> YOUR TASK: List each line of the data that holds the word "haired".

> RECORD EXTRACTS:

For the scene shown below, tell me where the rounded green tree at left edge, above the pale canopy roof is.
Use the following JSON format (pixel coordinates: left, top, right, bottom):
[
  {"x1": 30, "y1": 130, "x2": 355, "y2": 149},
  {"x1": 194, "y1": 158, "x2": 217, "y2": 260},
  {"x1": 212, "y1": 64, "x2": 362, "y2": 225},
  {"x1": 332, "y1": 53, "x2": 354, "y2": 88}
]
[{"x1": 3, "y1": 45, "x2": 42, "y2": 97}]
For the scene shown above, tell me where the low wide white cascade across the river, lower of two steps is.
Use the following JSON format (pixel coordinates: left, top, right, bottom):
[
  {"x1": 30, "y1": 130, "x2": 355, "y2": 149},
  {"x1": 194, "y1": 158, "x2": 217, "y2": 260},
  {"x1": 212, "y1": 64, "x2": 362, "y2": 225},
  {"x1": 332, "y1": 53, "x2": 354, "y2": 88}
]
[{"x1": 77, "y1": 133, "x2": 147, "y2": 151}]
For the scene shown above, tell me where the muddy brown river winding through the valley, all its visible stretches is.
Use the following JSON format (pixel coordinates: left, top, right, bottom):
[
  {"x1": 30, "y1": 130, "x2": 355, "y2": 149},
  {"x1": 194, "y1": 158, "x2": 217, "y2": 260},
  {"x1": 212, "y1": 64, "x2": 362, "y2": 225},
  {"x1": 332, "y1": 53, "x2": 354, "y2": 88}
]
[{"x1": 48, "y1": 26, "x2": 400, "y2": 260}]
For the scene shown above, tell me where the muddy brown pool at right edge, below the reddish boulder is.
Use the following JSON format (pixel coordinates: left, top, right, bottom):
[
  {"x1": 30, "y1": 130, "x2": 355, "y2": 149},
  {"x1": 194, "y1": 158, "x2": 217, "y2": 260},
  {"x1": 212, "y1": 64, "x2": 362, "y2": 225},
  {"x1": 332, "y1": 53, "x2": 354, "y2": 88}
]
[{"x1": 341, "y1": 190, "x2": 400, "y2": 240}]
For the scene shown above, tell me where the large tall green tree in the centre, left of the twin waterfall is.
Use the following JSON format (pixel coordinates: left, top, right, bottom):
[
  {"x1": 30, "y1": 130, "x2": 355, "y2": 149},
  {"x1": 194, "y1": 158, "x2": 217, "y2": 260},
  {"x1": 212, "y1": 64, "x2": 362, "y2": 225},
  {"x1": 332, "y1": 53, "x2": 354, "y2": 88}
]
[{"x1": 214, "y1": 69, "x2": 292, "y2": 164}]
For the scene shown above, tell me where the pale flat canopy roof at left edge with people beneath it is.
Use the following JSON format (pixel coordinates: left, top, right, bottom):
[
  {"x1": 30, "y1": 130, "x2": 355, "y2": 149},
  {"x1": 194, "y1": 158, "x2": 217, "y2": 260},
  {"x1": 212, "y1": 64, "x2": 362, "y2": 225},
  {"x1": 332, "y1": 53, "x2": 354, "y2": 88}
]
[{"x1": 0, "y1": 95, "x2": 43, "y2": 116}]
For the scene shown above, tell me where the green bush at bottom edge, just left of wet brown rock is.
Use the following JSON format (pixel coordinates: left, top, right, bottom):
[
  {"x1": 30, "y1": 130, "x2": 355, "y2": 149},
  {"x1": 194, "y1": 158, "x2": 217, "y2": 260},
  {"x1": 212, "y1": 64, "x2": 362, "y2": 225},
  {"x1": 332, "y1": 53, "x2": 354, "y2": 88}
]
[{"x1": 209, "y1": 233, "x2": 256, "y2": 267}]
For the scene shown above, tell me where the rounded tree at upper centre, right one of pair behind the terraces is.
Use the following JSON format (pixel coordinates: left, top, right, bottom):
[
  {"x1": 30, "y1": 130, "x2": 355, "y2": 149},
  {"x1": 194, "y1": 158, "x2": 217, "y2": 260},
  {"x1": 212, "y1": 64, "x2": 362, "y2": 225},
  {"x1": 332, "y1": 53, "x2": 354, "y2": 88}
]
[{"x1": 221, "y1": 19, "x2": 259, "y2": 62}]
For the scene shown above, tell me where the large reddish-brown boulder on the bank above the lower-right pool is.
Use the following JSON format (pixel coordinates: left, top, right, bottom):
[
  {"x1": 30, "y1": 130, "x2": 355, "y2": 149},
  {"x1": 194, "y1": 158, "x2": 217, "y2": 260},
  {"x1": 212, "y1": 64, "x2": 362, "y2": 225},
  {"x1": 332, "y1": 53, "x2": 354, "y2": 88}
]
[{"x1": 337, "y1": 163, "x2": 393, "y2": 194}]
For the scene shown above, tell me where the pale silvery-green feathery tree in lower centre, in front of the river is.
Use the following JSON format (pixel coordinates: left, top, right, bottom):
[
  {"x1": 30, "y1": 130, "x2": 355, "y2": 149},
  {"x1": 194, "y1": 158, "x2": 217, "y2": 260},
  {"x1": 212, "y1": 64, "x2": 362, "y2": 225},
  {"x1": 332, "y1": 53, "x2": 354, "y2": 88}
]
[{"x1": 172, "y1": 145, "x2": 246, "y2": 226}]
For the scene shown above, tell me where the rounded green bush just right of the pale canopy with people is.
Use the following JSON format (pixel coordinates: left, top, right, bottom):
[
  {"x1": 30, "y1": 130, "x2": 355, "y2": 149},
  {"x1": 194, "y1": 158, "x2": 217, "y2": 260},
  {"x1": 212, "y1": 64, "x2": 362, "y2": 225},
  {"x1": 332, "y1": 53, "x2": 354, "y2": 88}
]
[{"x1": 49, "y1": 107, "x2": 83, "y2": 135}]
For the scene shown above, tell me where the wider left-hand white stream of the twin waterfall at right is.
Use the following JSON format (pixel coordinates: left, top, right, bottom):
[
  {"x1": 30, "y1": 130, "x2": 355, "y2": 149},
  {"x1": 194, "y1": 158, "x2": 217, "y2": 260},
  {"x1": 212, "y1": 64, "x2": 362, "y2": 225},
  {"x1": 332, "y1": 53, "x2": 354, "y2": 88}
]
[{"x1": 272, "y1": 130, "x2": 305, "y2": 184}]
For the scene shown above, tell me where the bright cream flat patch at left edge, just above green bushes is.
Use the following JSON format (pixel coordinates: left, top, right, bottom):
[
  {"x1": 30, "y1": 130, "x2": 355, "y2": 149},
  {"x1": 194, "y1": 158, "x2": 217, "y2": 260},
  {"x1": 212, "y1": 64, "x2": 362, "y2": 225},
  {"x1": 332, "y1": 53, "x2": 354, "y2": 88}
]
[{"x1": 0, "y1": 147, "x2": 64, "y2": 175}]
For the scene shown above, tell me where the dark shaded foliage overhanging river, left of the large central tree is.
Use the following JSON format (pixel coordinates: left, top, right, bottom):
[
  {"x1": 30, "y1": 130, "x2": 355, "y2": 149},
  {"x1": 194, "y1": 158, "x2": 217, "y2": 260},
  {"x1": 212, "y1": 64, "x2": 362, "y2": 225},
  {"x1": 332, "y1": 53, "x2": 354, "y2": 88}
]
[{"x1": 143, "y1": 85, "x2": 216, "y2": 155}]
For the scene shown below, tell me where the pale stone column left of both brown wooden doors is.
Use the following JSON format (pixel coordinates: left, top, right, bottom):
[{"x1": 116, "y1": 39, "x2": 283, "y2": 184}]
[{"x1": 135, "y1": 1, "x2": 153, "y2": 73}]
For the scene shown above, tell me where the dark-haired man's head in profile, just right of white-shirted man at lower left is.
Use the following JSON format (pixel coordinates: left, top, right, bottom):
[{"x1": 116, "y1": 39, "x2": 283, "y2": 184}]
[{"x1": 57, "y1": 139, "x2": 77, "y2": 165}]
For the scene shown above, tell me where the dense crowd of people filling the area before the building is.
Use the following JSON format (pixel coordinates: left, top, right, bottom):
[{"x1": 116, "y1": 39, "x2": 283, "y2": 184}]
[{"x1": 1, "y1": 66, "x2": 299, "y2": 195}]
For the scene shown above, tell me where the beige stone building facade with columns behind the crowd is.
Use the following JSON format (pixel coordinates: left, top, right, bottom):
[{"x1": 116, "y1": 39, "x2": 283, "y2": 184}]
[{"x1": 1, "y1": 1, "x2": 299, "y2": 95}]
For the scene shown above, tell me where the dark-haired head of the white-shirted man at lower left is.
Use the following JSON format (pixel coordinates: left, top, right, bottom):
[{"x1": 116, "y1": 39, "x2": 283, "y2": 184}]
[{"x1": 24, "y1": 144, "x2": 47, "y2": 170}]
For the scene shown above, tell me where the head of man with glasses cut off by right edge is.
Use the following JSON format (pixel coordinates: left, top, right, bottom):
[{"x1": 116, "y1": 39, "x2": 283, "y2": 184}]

...

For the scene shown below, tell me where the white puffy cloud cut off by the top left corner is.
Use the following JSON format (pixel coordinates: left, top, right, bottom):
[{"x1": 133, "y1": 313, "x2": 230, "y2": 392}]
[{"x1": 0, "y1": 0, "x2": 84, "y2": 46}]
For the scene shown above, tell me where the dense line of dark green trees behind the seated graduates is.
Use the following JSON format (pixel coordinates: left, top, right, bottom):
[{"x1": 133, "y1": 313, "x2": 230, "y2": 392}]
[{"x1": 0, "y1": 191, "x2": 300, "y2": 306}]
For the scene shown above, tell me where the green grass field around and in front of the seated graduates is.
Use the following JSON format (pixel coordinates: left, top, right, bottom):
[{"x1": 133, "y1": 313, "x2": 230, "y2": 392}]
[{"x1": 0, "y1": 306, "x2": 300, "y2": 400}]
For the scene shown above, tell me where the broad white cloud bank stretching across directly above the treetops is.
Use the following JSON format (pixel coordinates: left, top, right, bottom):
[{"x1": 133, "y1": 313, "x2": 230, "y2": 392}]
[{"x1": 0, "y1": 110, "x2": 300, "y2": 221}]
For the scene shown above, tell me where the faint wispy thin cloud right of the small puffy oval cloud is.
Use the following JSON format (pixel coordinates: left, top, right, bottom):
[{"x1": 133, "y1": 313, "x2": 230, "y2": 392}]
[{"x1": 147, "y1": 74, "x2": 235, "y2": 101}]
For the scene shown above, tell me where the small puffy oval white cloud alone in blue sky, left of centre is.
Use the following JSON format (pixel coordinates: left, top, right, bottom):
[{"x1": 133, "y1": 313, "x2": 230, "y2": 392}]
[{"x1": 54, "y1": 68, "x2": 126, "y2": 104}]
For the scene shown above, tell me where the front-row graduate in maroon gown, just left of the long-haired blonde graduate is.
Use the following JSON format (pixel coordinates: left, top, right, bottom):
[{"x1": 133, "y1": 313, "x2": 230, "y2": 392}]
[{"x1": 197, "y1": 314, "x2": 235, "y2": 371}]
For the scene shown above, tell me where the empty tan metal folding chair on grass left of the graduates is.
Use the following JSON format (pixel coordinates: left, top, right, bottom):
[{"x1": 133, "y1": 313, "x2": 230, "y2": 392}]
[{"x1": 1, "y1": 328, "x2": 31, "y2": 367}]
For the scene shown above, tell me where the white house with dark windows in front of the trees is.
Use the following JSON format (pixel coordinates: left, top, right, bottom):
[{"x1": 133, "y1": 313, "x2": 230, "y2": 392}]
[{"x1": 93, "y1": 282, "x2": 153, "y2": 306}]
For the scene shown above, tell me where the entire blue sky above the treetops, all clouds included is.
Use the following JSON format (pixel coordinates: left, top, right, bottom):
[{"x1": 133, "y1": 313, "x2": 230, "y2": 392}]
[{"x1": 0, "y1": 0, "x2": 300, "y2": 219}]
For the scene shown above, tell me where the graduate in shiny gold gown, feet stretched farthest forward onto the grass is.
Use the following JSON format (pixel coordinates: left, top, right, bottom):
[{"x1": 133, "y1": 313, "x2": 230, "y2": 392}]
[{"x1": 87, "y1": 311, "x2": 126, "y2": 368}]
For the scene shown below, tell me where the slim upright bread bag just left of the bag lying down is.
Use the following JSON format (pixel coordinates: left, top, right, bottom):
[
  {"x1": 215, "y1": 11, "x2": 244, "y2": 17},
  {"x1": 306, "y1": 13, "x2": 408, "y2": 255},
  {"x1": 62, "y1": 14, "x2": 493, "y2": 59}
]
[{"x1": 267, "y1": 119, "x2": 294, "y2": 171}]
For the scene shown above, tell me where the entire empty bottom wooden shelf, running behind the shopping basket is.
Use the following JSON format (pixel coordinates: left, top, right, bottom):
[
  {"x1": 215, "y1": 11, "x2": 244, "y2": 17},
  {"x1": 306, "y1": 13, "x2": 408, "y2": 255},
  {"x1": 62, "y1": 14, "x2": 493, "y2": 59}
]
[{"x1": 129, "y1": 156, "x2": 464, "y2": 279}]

==

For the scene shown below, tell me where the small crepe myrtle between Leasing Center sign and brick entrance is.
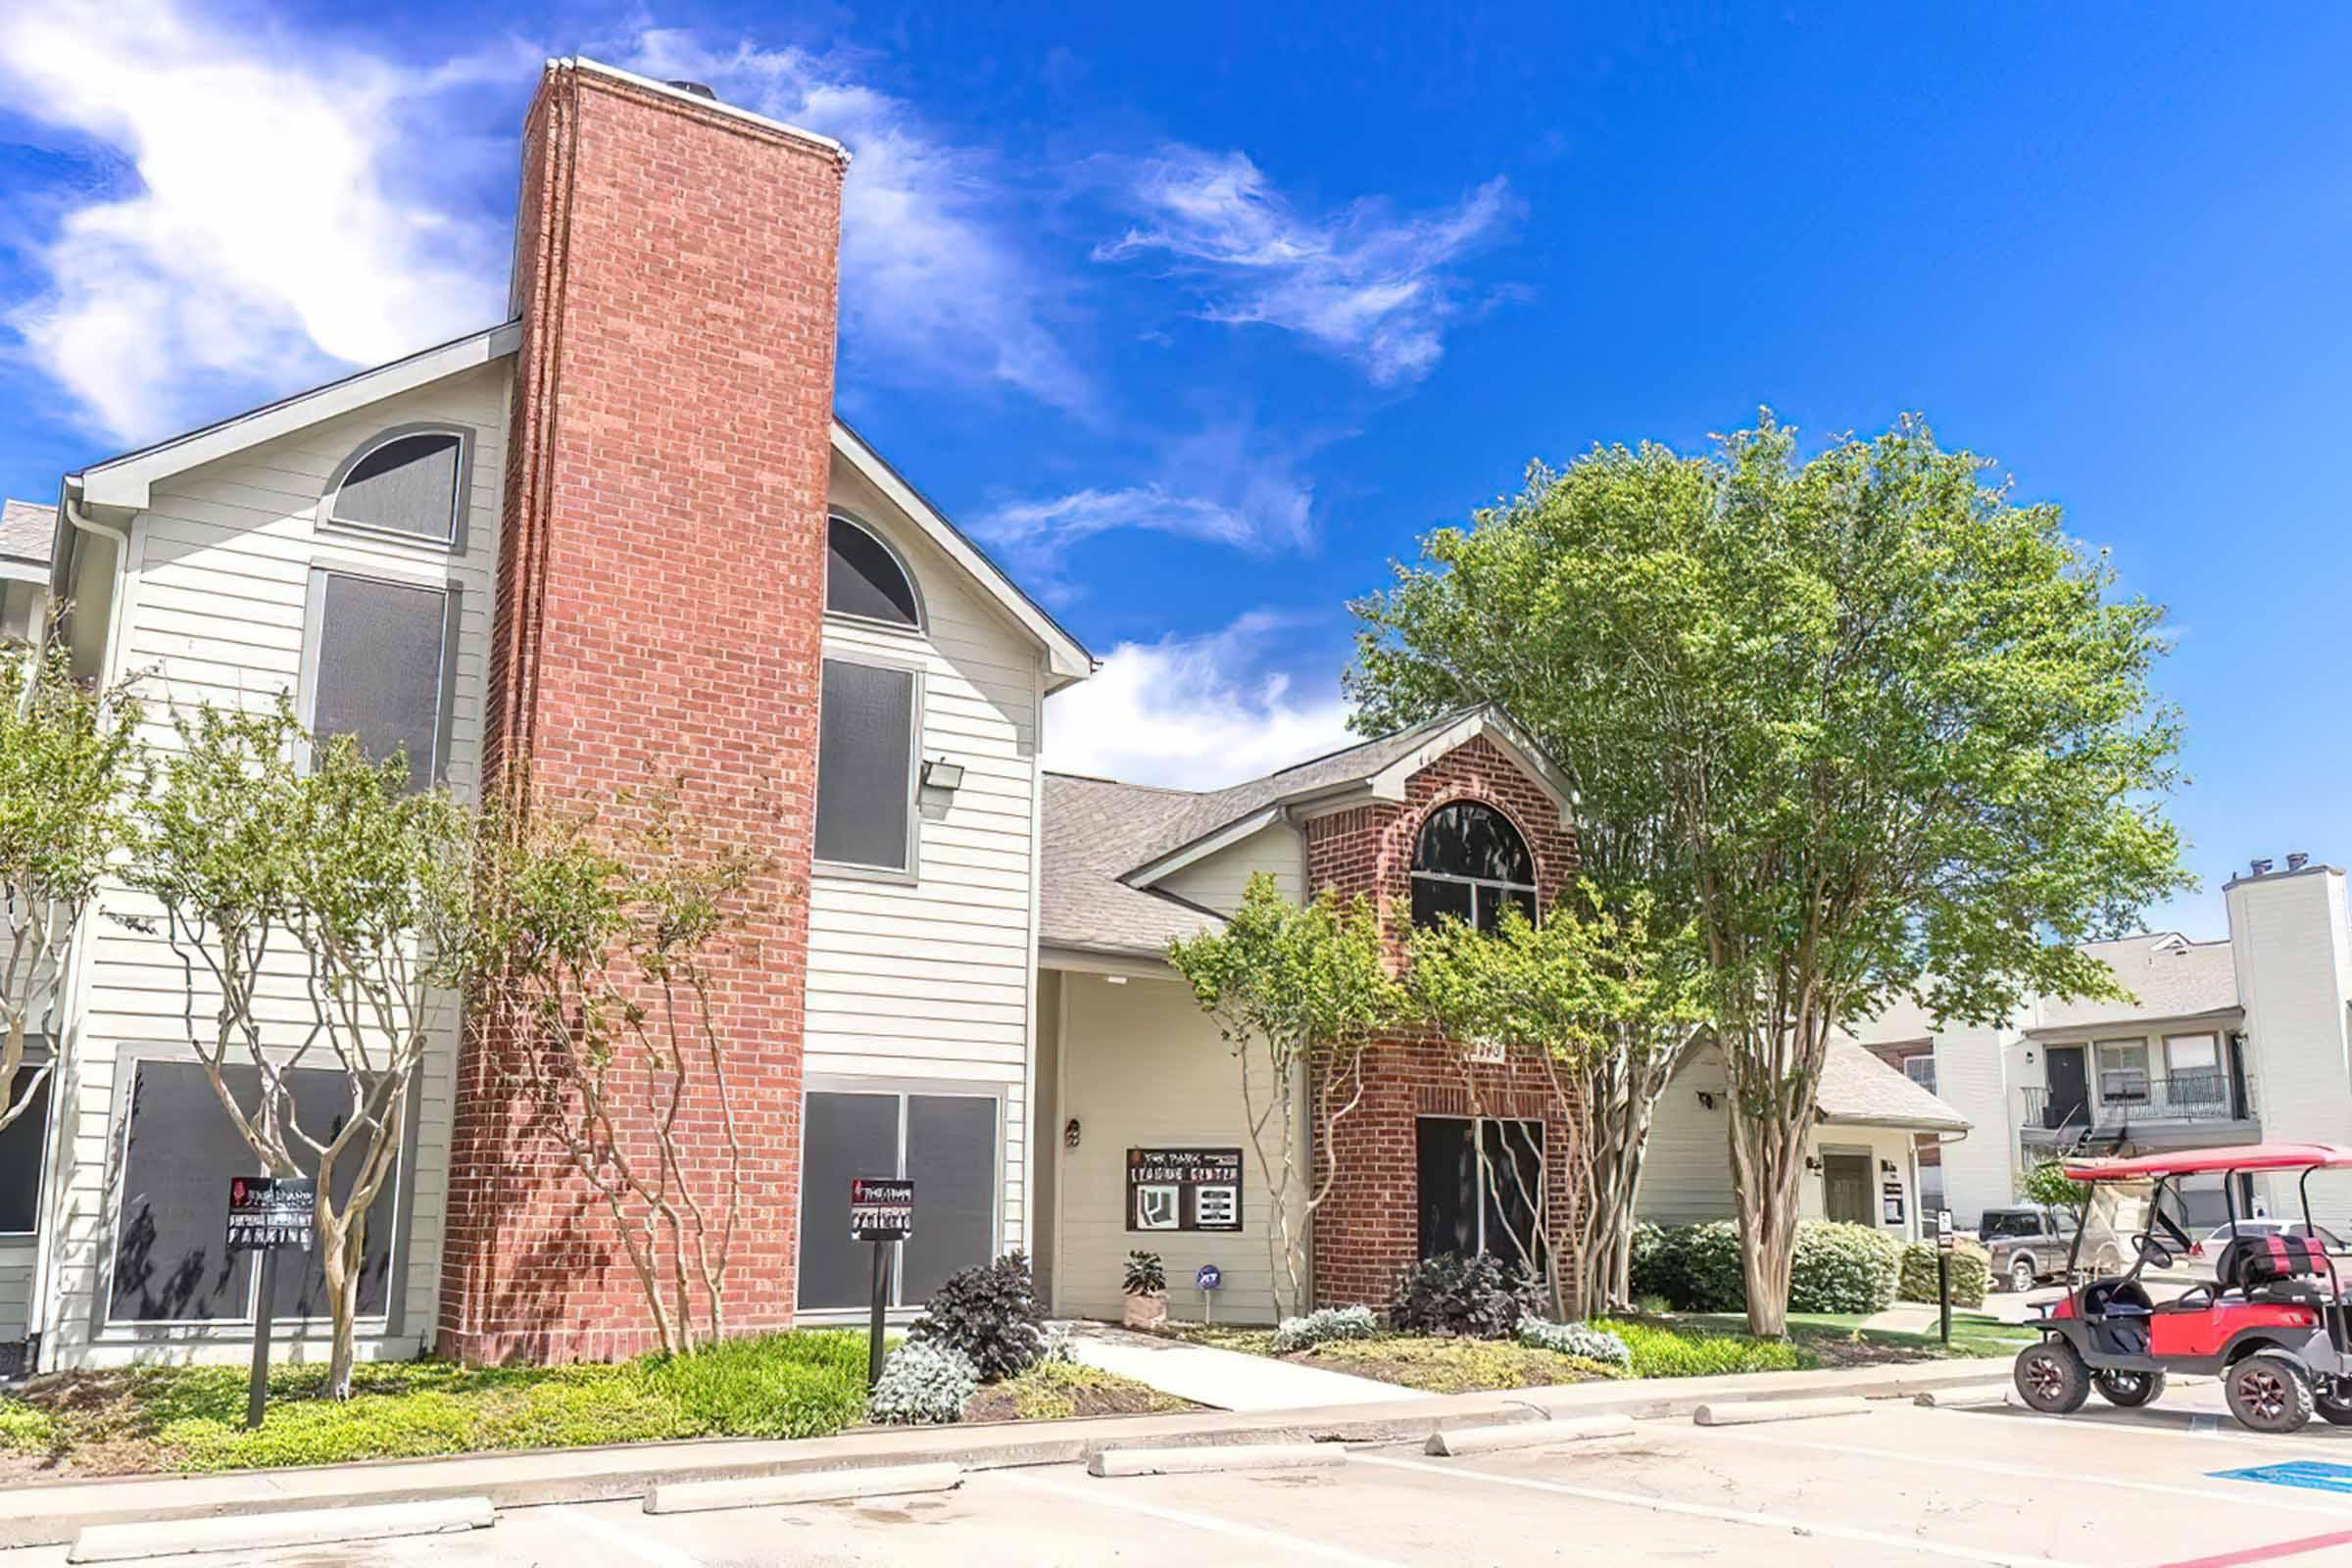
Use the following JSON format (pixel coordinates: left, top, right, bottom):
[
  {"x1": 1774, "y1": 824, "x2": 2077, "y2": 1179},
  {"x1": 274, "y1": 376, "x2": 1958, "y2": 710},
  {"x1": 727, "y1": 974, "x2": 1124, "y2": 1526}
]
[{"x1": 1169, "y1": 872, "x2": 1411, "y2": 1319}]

> ANSWER TO THE EXERCISE:
For the scene shown above, tell me where the dark-haired man's head in profile, just right of white-shirted man at lower left is.
For the scene shown above, tell me where the dark-haired head of the white-shirted man at lower left is.
For the scene shown above, tell me where the front-row graduate in maroon gown, just left of the long-haired blonde graduate is.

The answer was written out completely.